begin Source document

Linux-PM Archive on lore.kernel.org
 help / color / Atom feed
From: Douglas Raillard <douglas.raillard@arm.com>
To: Peter Zijlstra <peterz@infradead.org>
Cc: linux-kernel@vger.kernel.org, linux-pm@vger.kernel.org,
	mingo@redhat.com, rjw@rjwysocki.net, viresh.kumar@linaro.org,
	juri.lelli@redhat.com, vincent.guittot@linaro.org,
	dietmar.eggemann@arm.com, qperret@qperret.net,
	patrick.bellasi@matbug.net, dh.han@samsung.com
Subject: Re: [RFC PATCH v3 0/6] sched/cpufreq: Make schedutil energy aware
Date: Thu, 17 Oct 2019 15:23:04 +0100
Message-ID: <7edb1b73-54e7-5729-db5d-6b3b1b616064@arm.com> (raw)
In-Reply-To: <20191017095015.GI2311@hirez.programming.kicks-ass.net>

Hi Peter,

On 10/17/19 10:50 AM, Peter Zijlstra wrote:
> On Mon, Oct 14, 2019 at 04:50:24PM +0100, Douglas Raillard wrote:
> 
>> I posted some numbers based on a similar experiment on the v2 of that series that
>> are still applicable:
>>
>> TL;DR the rt-app negative slack is divided by 1.75 by this series, with an
>> increase of 3% in total energy consumption. There is a burst every 0.6s, and
>> the average power consumption increase is proportional to the average number
>> of bursts.
>>
>>
>> The workload is an rt-app task ramping up from 5% to 75% util in one big step,
>> pinned on a big core. The whole cycle is 0.6s long (0.3s at 5% followed by 0.3s at 75%).

end Source document
begin Entries shown

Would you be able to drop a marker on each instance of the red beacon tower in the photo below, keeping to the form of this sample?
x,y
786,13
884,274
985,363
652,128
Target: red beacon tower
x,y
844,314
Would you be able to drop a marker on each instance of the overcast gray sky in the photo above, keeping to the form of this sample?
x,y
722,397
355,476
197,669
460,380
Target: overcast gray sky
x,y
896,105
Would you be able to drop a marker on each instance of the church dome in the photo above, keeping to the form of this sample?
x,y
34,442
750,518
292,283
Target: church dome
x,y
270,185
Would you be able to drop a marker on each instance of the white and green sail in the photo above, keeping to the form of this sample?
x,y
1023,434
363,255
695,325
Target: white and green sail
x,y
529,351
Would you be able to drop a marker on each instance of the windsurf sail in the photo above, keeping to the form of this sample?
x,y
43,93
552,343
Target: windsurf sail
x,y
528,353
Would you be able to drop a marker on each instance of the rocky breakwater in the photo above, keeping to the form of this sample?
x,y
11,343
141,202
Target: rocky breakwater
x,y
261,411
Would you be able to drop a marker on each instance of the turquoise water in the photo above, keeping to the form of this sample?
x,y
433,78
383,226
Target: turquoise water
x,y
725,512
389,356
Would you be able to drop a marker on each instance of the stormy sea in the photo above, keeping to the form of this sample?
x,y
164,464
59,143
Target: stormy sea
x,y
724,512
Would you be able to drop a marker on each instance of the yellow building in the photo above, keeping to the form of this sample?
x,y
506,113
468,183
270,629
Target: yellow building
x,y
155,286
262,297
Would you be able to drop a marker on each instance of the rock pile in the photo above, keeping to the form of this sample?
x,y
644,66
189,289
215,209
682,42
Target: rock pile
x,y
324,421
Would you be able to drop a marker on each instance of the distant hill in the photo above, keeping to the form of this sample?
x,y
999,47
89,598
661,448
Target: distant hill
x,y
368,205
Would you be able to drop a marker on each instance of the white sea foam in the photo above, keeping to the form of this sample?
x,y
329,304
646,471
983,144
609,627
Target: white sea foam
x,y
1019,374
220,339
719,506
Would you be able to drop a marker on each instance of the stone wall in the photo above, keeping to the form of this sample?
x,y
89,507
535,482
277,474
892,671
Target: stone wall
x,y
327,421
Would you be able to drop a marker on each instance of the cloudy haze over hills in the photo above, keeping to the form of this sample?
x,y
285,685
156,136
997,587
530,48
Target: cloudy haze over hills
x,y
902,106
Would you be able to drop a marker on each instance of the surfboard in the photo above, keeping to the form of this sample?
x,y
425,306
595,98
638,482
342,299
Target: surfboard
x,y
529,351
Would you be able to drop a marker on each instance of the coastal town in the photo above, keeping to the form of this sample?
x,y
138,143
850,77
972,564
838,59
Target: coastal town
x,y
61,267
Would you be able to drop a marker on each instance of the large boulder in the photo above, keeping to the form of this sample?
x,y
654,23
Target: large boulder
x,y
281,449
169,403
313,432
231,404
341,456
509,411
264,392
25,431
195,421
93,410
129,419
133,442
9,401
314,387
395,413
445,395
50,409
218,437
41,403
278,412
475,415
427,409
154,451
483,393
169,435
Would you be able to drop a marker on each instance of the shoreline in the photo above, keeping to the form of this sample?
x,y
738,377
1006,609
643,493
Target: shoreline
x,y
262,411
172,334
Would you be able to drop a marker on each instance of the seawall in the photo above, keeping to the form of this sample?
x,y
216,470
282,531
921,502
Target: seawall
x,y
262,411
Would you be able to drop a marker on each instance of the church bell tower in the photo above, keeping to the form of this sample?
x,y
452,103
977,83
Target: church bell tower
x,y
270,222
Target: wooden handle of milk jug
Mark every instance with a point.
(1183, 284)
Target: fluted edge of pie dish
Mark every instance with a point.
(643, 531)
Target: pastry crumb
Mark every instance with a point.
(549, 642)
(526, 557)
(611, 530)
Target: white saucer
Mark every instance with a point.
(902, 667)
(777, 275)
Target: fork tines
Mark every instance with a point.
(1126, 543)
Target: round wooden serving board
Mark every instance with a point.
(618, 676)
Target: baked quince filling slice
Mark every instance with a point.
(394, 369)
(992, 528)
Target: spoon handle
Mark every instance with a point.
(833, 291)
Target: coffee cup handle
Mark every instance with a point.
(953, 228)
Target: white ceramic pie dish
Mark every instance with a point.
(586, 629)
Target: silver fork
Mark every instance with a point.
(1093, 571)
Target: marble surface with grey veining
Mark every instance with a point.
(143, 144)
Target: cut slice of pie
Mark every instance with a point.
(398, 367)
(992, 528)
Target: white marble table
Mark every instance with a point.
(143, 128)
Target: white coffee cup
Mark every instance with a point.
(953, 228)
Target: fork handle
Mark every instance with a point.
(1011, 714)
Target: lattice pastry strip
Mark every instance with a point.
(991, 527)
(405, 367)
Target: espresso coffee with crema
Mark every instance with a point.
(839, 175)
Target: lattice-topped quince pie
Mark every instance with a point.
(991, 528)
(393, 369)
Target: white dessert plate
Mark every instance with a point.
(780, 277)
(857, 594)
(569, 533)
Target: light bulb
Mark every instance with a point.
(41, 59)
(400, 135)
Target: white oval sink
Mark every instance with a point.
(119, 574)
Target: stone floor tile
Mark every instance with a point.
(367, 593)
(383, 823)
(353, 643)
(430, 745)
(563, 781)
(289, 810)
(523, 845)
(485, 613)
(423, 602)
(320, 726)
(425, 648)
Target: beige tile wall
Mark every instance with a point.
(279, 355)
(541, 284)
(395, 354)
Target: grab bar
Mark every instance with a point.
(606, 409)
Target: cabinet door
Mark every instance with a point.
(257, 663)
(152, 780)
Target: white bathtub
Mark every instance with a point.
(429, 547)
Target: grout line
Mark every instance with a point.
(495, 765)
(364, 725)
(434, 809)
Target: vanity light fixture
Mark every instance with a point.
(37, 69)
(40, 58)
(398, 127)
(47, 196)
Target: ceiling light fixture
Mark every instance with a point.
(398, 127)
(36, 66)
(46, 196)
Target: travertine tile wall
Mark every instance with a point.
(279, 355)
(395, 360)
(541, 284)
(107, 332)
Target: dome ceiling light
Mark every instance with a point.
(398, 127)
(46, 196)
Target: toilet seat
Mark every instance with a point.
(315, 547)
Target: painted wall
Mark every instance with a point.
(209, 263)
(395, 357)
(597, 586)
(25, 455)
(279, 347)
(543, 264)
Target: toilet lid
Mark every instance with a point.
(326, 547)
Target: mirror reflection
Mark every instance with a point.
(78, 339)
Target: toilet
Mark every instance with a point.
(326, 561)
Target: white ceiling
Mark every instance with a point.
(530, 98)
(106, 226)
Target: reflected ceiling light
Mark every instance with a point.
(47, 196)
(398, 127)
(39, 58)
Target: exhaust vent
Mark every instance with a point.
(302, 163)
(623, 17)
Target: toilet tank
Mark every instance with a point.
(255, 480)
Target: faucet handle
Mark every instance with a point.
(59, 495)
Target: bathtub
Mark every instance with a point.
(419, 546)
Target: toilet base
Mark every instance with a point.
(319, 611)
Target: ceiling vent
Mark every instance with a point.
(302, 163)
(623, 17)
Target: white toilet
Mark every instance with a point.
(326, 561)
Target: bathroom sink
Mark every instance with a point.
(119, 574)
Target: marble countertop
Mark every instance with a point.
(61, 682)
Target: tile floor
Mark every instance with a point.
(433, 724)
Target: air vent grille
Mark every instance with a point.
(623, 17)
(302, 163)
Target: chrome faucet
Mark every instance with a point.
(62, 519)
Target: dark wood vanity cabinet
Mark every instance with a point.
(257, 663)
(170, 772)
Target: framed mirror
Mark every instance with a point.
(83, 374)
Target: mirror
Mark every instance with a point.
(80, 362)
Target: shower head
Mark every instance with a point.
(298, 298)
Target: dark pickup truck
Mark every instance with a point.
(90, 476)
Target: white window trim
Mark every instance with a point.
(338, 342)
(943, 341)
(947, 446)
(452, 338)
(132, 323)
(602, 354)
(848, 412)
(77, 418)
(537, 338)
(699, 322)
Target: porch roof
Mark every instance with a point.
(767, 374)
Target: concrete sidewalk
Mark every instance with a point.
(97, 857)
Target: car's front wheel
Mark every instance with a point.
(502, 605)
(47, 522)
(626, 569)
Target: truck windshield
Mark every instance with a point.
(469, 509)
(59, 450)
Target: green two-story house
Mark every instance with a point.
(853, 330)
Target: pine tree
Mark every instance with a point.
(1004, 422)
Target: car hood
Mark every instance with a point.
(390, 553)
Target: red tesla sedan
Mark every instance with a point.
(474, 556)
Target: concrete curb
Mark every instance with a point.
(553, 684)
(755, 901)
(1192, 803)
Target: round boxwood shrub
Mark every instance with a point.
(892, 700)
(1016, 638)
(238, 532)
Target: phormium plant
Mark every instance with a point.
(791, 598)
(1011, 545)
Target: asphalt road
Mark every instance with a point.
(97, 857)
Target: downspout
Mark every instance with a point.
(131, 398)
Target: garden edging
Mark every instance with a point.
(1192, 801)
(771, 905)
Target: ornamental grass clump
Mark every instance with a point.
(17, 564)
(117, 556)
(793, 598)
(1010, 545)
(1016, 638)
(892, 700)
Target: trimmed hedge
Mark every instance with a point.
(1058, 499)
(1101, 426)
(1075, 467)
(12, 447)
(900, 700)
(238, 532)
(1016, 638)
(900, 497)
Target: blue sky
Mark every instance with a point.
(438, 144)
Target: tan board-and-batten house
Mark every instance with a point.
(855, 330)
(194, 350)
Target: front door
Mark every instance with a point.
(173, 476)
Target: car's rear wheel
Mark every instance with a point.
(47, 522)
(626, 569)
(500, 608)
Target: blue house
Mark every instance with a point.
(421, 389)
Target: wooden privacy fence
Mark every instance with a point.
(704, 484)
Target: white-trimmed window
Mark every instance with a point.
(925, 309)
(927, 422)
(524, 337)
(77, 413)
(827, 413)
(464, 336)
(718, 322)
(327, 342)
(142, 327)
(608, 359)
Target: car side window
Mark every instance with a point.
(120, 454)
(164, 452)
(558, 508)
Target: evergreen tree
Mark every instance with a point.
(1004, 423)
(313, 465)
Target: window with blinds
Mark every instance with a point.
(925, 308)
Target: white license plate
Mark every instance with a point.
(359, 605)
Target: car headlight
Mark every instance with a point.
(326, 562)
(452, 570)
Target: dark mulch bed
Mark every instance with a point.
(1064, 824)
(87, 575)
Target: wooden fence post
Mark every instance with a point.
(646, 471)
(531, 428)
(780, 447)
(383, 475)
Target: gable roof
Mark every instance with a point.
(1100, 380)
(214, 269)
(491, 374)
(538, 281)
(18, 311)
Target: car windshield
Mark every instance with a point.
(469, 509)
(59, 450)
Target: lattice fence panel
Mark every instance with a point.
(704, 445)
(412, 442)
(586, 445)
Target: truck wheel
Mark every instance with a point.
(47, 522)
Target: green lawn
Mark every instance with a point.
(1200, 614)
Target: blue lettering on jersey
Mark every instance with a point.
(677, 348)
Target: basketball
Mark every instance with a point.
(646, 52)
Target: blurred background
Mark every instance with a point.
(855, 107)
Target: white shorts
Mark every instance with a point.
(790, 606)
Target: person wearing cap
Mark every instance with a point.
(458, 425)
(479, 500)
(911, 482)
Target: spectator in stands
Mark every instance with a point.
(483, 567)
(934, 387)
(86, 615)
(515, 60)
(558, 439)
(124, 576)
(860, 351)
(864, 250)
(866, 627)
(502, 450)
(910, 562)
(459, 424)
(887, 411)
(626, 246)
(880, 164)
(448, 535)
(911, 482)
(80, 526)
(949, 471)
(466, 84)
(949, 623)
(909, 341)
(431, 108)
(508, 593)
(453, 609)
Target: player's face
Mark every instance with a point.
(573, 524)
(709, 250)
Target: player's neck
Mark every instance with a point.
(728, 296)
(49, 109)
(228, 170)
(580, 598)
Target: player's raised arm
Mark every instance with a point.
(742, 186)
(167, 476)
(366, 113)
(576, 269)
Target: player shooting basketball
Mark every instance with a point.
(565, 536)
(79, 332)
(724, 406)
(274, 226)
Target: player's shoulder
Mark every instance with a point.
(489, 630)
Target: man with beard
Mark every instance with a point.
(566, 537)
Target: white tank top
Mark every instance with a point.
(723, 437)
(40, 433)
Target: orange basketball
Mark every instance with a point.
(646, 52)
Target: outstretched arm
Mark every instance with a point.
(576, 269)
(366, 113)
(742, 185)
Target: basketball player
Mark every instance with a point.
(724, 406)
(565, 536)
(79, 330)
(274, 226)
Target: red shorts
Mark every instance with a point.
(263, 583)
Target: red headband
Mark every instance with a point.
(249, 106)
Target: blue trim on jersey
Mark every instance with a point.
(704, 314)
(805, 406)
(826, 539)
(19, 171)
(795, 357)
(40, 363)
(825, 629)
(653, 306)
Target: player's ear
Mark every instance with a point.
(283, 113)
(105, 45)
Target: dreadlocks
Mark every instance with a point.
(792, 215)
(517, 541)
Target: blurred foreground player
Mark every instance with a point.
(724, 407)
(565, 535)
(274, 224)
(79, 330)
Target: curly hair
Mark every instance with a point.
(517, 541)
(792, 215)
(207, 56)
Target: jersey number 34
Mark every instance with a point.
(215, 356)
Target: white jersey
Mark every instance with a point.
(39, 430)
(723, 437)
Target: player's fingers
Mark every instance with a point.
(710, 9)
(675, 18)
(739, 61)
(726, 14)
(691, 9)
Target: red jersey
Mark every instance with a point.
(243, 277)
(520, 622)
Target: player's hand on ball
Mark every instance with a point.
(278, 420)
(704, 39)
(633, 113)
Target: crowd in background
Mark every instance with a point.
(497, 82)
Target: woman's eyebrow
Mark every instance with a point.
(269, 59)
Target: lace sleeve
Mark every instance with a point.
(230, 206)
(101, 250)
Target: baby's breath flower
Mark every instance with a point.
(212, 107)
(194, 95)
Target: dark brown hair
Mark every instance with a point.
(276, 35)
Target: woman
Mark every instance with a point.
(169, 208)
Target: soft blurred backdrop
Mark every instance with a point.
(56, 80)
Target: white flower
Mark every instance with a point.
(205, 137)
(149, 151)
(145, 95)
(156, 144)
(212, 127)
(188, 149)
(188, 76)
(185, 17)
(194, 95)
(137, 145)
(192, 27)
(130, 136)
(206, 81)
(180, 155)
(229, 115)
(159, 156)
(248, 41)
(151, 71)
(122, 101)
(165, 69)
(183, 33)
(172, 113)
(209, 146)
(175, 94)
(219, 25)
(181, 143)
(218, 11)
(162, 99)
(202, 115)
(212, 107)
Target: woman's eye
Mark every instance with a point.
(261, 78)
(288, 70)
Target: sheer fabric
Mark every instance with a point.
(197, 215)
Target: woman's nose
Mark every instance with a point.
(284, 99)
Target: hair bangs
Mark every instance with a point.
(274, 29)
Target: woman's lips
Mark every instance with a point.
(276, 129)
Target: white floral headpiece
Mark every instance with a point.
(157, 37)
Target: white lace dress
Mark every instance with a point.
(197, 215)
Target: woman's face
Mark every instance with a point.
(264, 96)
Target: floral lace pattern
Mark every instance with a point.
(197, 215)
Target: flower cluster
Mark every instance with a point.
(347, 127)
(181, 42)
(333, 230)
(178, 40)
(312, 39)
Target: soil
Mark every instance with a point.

end Entries shown

**What is required**: Can you carry the mailing-list message about making schedutil energy aware forward from its last line?

**Response to the exercise**:
>> This cycle is repeated 20 times and the average of boosting is taken.
>>
>> The test device is a Google Pixel 3 (Qcom Snapdragon 845) phone.
>> It has a lot more OPPs than a hikey 960, so gradations in boosting
>> are better reflected on frequency selection.
>>
>> avg slack (higher=better):
>>      Average time between task sleep and its next periodic activation.
>>      See rt-app doc: https://github.com/scheduler-tools/rt-app/blob/9a50d76f726d7c325c82ac8c7ed9ed70e1c97937/doc/tutorial.txt#L631
>>
>> avg negative slack (lower in absolute value=better):
>>      Same as avg slack, but only taking into account negative values.
>>      Negative slack means a task activation did not have enough time to complete before the next
>>      periodic activation fired, which is what we want to avoid.
>>
>> boost energy overhead (lower=better):
>>      Extra power consumption induced by ramp boost, assuming continuous OPP space (infinite number of OPP)
>>      and single-CPU policies. In practice, fixed number of OPP decrease this value, and more CPU per policy increases it,
>>      since boost(policy) = max(boost(cpu) foreach cpu of policy)).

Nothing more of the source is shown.